(Input for this task Opens)

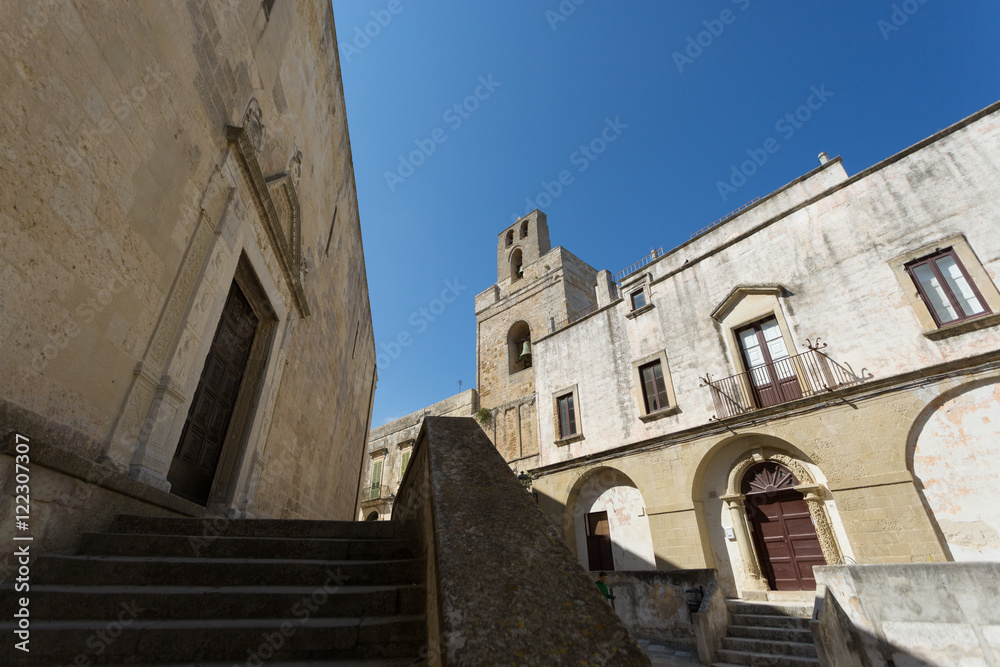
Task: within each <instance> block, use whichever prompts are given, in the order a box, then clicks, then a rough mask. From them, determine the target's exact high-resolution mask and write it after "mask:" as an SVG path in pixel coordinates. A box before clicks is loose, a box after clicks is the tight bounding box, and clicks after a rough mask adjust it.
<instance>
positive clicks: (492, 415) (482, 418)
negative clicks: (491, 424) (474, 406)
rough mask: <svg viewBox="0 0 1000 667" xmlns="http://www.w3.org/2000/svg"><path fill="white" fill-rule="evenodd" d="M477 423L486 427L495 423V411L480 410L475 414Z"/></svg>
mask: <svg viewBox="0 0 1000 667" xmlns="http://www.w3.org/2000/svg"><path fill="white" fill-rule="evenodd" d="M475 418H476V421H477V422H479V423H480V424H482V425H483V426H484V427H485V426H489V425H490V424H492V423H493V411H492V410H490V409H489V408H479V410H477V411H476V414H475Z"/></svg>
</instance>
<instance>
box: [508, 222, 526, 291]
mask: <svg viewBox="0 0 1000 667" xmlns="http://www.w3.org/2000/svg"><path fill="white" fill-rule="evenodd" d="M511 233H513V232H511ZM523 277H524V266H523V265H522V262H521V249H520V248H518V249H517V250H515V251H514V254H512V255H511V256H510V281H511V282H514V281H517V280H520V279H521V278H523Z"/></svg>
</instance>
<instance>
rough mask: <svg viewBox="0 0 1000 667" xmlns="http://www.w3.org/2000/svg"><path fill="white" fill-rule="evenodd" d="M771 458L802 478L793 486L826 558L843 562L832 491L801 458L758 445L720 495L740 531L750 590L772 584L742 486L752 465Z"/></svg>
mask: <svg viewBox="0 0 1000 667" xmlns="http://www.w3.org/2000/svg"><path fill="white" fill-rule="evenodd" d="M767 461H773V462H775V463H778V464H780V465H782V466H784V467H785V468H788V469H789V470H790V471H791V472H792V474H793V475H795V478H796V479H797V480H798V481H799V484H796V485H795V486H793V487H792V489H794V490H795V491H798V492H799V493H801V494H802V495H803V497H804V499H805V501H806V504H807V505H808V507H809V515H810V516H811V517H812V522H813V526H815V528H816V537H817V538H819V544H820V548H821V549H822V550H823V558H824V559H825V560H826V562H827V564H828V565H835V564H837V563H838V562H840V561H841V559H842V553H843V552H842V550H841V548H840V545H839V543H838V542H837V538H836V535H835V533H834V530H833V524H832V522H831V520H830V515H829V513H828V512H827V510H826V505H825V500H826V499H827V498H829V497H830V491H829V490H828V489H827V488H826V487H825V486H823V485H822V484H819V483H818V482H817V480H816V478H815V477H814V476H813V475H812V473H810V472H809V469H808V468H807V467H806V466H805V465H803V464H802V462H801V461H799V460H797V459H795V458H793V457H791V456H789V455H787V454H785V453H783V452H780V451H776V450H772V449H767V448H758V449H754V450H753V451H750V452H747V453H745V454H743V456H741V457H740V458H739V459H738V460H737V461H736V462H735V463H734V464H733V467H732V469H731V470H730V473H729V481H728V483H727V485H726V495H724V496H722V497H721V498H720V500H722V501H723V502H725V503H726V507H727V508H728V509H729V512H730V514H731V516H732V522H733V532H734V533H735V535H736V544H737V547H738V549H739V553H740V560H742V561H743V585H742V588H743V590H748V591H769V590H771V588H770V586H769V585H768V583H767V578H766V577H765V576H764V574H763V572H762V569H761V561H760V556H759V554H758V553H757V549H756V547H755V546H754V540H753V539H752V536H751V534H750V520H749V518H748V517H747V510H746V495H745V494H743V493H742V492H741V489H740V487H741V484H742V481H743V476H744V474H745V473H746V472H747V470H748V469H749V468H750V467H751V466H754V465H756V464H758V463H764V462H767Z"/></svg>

(Input for this task Closes)
(Input for this task Opens)

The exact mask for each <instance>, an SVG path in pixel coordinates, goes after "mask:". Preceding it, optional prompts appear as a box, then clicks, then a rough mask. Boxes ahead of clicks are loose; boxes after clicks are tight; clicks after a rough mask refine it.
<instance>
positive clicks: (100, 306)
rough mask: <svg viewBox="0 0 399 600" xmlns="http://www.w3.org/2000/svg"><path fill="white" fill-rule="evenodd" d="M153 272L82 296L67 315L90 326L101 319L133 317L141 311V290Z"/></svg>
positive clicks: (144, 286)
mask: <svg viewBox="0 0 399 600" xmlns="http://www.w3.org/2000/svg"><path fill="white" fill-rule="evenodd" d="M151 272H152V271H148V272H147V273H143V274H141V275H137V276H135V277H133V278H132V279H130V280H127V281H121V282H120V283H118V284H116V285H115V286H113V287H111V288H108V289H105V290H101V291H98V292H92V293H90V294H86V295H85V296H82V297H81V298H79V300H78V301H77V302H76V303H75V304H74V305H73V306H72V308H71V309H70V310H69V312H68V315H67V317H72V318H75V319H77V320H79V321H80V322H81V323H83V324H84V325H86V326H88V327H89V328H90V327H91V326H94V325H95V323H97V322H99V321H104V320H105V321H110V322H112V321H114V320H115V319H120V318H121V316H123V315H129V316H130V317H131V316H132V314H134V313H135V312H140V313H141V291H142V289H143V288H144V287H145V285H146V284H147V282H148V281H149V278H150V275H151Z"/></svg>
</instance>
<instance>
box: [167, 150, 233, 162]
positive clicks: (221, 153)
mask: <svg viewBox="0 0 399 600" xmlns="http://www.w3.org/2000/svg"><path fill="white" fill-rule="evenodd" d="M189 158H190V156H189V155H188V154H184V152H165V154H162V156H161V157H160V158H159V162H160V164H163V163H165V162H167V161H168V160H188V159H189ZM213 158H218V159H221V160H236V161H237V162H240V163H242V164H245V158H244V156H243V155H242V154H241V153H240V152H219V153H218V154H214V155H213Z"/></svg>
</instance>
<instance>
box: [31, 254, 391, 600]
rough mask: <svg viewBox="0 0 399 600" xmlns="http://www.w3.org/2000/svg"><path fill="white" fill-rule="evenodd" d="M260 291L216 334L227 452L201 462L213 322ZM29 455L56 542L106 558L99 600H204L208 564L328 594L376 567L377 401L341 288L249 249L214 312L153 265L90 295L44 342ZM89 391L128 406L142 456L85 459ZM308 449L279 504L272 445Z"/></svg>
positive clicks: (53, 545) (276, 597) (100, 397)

(Input for this task Closes)
(Input for this task Opens)

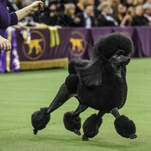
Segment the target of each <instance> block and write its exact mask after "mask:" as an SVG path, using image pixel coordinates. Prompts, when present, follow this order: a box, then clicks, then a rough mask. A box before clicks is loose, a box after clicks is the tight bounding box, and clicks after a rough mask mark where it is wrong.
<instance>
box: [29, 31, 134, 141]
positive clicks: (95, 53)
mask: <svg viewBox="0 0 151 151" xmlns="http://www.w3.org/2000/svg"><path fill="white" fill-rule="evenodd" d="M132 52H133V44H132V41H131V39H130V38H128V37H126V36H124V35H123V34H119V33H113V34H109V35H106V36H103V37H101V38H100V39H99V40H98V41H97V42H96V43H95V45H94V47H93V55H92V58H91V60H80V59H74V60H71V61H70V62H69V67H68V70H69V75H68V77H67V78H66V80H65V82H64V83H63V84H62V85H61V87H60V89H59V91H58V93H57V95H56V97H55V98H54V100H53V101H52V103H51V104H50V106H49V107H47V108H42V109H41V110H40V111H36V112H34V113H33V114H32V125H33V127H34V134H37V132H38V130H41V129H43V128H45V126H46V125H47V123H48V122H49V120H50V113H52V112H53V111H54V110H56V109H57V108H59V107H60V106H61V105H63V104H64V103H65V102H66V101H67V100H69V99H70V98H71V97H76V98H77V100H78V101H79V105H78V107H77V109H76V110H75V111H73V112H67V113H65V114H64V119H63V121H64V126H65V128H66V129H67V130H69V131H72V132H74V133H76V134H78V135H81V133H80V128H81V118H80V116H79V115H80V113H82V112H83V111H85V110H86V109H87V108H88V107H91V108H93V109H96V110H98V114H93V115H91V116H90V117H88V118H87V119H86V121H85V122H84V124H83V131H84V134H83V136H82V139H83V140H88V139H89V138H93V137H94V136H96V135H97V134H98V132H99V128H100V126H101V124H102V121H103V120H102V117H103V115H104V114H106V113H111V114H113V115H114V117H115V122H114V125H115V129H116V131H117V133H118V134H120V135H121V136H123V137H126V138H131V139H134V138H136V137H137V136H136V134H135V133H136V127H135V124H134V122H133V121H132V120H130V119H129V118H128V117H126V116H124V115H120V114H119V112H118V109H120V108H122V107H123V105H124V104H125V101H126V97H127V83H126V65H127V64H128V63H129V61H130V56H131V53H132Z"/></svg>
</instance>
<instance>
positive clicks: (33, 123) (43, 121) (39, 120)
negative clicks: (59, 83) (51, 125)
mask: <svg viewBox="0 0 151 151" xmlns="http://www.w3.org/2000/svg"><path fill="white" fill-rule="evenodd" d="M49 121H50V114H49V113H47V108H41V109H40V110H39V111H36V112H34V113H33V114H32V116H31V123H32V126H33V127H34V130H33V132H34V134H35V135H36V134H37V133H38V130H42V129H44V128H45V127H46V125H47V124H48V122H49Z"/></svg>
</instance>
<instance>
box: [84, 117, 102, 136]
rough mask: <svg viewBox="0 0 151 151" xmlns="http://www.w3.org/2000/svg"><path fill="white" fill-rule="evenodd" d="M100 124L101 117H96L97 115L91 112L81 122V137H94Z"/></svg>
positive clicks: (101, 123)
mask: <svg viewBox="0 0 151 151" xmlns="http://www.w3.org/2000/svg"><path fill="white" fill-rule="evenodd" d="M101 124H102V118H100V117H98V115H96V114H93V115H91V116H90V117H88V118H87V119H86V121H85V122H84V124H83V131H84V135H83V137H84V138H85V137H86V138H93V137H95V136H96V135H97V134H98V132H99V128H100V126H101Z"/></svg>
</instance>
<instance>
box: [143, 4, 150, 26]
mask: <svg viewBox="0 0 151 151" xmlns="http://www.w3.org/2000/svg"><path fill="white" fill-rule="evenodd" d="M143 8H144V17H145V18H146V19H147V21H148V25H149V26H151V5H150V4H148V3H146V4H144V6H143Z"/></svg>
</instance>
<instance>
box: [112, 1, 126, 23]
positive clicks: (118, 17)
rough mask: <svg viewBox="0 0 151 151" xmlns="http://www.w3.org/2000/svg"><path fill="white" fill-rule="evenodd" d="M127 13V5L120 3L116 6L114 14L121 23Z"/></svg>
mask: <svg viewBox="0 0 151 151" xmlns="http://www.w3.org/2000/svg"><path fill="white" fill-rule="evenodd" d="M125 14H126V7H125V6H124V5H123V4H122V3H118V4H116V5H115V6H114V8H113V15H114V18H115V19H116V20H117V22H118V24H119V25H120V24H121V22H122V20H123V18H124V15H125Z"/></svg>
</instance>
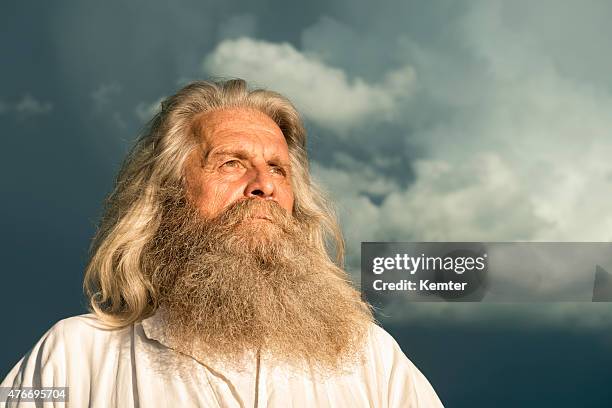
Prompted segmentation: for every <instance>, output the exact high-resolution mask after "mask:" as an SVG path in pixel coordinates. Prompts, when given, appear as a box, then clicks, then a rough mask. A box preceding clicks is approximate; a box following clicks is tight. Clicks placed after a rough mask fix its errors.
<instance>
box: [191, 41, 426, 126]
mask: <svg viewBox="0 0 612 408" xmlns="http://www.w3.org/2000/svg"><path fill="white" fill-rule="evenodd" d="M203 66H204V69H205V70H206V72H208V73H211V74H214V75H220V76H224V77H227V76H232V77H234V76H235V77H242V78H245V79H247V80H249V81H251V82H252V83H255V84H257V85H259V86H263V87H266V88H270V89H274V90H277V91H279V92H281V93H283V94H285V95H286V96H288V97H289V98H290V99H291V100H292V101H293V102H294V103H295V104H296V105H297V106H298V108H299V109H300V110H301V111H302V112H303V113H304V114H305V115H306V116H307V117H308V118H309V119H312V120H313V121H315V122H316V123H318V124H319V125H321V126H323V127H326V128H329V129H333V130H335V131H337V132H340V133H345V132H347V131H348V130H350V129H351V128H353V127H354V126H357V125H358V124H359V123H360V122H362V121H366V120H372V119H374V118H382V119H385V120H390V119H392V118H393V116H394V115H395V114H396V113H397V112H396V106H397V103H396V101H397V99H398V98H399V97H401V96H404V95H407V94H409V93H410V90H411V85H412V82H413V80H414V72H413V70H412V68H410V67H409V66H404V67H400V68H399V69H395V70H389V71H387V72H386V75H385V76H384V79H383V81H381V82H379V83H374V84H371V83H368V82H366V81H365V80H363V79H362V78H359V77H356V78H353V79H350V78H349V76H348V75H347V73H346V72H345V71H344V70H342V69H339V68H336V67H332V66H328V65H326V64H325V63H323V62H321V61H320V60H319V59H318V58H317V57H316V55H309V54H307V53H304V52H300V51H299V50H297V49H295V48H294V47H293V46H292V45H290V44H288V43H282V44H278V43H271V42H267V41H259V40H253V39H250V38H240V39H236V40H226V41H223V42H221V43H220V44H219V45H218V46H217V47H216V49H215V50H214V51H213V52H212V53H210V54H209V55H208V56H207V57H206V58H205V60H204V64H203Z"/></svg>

(Input for this task Closes)

- Exercise instructions:
Give the data from the line with "Task: within each" to the line with "423L486 427L495 423V411L480" as a Markdown table with columns Row and Line, numbering each line and omitting blank lines.

- Solution for this task:
| Row | Line |
|---|---|
| 1 | Task: within each <instance> block, use whichever prompts are given, in the order a box, then clicks, then a rough mask. From them, determine the target's exact high-resolution mask and write it after "mask:" as an SVG path in pixel coordinates. A box before clicks is loose, a box after clicks is the tight bounding box, and clicks after a rough mask adjust it. |
| 2 | <instance> |
| 3 | positive clicks: (492, 415) (482, 418) |
| 4 | negative clicks: (491, 424) (474, 406) |
| 5 | rough mask: <svg viewBox="0 0 1000 667" xmlns="http://www.w3.org/2000/svg"><path fill="white" fill-rule="evenodd" d="M477 423L486 427L495 423V411L480 410L475 414Z"/></svg> |